▸ **AIM OF THE EXERCISE**: Which lines below contain the string "black"? Find each one and copy it in full. Case counts.

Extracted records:
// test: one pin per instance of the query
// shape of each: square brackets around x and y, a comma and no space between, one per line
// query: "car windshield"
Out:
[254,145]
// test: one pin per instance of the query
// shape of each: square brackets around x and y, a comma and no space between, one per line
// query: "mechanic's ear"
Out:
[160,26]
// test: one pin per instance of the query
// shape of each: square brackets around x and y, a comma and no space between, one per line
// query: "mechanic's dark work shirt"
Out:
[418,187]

---

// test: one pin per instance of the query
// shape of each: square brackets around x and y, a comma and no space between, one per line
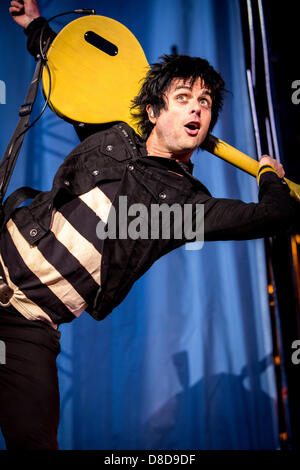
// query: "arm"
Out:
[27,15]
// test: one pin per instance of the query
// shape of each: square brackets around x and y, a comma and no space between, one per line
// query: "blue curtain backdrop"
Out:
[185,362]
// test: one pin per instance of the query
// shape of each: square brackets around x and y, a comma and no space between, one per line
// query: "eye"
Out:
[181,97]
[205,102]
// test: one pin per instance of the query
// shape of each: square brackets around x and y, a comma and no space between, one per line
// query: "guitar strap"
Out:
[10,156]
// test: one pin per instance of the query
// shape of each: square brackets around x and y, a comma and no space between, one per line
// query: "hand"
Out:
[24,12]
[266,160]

...

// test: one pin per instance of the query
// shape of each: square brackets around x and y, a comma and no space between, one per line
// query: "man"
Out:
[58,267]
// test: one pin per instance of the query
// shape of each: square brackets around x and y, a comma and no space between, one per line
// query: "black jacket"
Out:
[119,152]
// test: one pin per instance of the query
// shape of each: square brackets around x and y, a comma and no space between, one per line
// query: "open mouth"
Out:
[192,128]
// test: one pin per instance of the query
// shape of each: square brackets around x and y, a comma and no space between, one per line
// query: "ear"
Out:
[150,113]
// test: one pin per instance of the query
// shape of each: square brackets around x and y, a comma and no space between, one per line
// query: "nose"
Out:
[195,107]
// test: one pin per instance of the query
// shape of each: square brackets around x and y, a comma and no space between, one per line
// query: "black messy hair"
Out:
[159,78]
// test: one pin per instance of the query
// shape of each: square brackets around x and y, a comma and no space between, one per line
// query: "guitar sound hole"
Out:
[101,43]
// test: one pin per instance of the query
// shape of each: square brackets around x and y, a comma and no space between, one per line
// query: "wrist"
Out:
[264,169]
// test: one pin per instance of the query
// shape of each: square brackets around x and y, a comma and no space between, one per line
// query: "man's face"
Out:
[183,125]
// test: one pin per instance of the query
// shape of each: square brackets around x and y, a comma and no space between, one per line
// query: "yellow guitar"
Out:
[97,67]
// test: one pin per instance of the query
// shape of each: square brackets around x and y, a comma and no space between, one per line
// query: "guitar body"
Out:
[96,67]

▸ **EXERCISE RESPONSE**:
// query: "black jacket"
// query: "black messy hair"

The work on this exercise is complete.